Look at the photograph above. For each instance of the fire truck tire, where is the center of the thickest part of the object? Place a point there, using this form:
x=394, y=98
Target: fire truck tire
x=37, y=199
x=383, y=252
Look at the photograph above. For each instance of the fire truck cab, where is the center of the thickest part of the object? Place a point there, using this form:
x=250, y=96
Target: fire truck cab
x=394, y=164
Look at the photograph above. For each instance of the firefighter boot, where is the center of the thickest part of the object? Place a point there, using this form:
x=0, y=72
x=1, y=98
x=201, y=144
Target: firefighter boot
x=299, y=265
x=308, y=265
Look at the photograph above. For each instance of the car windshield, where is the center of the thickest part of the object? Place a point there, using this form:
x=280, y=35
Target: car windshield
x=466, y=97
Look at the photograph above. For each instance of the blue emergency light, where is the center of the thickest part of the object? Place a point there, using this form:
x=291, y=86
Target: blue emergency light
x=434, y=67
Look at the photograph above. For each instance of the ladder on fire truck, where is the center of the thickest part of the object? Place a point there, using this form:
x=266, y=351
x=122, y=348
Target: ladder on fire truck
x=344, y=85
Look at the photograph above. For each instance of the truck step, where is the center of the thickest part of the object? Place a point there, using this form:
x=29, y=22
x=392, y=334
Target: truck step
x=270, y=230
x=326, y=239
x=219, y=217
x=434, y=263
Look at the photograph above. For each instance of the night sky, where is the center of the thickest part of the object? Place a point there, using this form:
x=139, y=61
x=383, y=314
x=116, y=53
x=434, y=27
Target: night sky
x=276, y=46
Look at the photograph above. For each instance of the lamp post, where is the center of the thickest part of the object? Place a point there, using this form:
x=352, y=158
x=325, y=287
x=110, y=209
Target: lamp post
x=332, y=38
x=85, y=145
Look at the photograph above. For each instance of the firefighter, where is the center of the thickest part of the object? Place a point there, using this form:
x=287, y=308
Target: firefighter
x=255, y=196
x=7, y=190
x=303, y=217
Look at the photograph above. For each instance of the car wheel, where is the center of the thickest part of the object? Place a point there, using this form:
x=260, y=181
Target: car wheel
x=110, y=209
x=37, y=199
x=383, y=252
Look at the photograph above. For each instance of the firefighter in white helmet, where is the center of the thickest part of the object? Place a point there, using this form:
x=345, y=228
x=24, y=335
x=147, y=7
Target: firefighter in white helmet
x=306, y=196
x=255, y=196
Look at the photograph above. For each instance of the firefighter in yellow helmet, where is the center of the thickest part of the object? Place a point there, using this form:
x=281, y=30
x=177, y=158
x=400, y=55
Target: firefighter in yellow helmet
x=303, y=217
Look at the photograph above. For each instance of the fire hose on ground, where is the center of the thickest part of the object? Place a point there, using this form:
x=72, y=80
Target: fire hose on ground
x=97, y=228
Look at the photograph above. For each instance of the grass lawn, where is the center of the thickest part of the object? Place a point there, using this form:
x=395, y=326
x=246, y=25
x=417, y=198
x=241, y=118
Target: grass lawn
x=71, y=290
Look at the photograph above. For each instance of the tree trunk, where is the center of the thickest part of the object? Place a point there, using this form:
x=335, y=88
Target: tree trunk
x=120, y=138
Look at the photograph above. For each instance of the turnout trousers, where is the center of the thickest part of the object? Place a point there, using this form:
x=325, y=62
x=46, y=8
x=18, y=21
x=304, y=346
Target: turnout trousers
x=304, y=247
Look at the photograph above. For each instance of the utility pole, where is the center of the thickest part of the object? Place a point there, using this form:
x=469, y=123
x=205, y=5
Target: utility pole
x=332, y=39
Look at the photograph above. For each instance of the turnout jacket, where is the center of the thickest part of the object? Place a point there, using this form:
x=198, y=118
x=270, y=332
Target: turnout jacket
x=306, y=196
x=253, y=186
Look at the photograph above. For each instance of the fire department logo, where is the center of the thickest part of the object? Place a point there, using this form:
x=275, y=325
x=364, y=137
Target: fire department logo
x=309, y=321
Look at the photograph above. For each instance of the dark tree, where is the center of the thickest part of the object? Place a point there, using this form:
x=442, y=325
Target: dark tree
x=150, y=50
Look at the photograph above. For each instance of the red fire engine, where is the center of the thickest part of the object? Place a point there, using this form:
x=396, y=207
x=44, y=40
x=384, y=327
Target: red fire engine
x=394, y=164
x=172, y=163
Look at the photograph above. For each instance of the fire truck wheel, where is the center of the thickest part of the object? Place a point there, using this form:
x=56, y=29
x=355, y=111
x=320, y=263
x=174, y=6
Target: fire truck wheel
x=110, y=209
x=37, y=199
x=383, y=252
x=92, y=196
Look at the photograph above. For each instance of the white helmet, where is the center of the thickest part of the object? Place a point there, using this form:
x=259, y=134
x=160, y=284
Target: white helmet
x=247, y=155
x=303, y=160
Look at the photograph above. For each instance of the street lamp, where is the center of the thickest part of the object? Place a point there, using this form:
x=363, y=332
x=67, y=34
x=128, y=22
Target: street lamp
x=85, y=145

Do this: Extract each line of the material exactly as it stands.

Output for this task:
Look at the photograph above. For each instance of the fire truck tire, where is the center of the thickest part of the object? Place a point there, using this form:
x=394, y=98
Target: fire truck tire
x=37, y=199
x=383, y=252
Look at the photograph above. For each instance of the fire truck cab, where is the center of the thickest part of the object? Place a point there, using this form:
x=250, y=96
Target: fire truck cab
x=394, y=164
Look at the photograph above. For each instance of the firefighter boot, where is the center of the thickest part of the object? Place a point there, using this form:
x=0, y=72
x=1, y=98
x=201, y=144
Target: firefighter boot
x=299, y=265
x=308, y=265
Look at the photograph above. For each instance of the car windshield, where is the center of the thickest part of the object? Place a point there, using this form:
x=280, y=35
Target: car windshield
x=466, y=97
Look at the photograph above. For each instance of the blue emergency light, where is the center of the thickest part of the object? Place a point there, using this form:
x=291, y=86
Target: blue emergency light
x=434, y=67
Look at the photograph above. For each instance of the ladder on fire truck, where is the center of the thickest part of the object? Place a point there, using this form:
x=266, y=351
x=122, y=348
Target: ladder on fire truck
x=344, y=85
Look at the photograph above. For each instance of the truck step, where is the center of the thickest part of the object? Place a point there, using this form:
x=29, y=22
x=392, y=334
Target: truck step
x=270, y=230
x=326, y=239
x=219, y=217
x=434, y=263
Look at the photograph above. For each instance of the night sky, where is the center of the thickest part of the object? Place a point there, using this form:
x=139, y=61
x=383, y=314
x=116, y=53
x=434, y=27
Target: night sky
x=276, y=46
Look at the photograph above. For each instance of the lamp post, where is the center of the thickest part of the object? Place a point there, using this form:
x=352, y=158
x=325, y=287
x=110, y=209
Target: lamp post
x=332, y=38
x=85, y=145
Look at the photograph above. For each instance of the firefighter, where is the center of the thickest part of the object? Place a point there, using this form:
x=287, y=308
Target: firefighter
x=255, y=196
x=7, y=190
x=303, y=217
Look at the photograph above. For each instance of the car wheel, where is the center of the thickest part of the object? Place a point there, using this form:
x=260, y=181
Target: car wheel
x=110, y=209
x=37, y=199
x=383, y=252
Look at the photograph above. For each instance of the firefighter in white helmet, where is the center of the thickest part of the object? Place a point there, using this form:
x=345, y=228
x=24, y=335
x=147, y=7
Target: firefighter in white helmet
x=306, y=196
x=255, y=196
Look at the photograph above. For each instance of the firefighter in yellow helmet, where is the center of the thickest part of the object? Place a point there, using this form:
x=281, y=30
x=177, y=158
x=400, y=55
Target: firefighter in yellow helmet
x=303, y=217
Look at the photograph above. For each instance of the fire hose on ground, where is the center of the thickest part of the object? Place a point there, using this form:
x=72, y=80
Target: fire hose on ground
x=97, y=228
Look at the photograph above. For each instance of the grass lawn, where is the center of the thickest part of the object? Place a point there, using this form:
x=395, y=326
x=246, y=25
x=417, y=198
x=241, y=118
Target: grass lawn
x=71, y=290
Look at the photograph above. For each instance of the tree trunk, where is the center of the thickest part of the object? Place a point there, using this form:
x=335, y=88
Target: tree trunk
x=120, y=138
Look at the photograph above. For each instance of the turnout trousers, where is the center of the thickest part of the object? Place a point there, using this form:
x=325, y=62
x=46, y=8
x=18, y=21
x=304, y=346
Target: turnout trousers
x=304, y=247
Look at the photograph above. For each instance of the utility pole, where is the center of the thickest part of the object? Place a point there, using this form:
x=469, y=123
x=205, y=5
Target: utility pole
x=332, y=39
Look at the photograph above. For each instance of the turnout jacket, where is the center of the thickest part of the object? Place a point there, using this form:
x=198, y=118
x=270, y=332
Target: turnout jacket
x=306, y=196
x=253, y=186
Look at the photograph above. For each instance of the fire department logo, where is the center of the thickest part of the object? Place a point there, using this form:
x=275, y=325
x=364, y=137
Target: fire department logo
x=309, y=321
Look at the photograph above. For each instance of the dark tree, where is the center of the thickest part of the object? Place a point there, using this form:
x=442, y=325
Target: dark tree
x=150, y=50
Look at the photograph above. For each instance of the red fire engine, where is the center of the thickest part of the object? Place a point there, using this form:
x=396, y=207
x=44, y=40
x=384, y=327
Target: red fire engine
x=394, y=164
x=172, y=163
Look at the photograph above. For each instance of the fire truck wheel, where is the center of the thickest part of the object? Place a point there, using this form:
x=56, y=29
x=355, y=111
x=320, y=263
x=174, y=6
Target: fire truck wheel
x=110, y=209
x=37, y=199
x=383, y=252
x=92, y=196
Look at the photograph above. For each instance of the white helmet, where is the center of the thickest part of the object? Place a point there, using this form:
x=259, y=134
x=160, y=284
Target: white helmet
x=247, y=155
x=303, y=160
Look at the photograph above. For each instance of the street lamp, where is the center of the thickest part of the object? Place a point there, using this form:
x=363, y=332
x=67, y=34
x=128, y=22
Target: street lamp
x=85, y=145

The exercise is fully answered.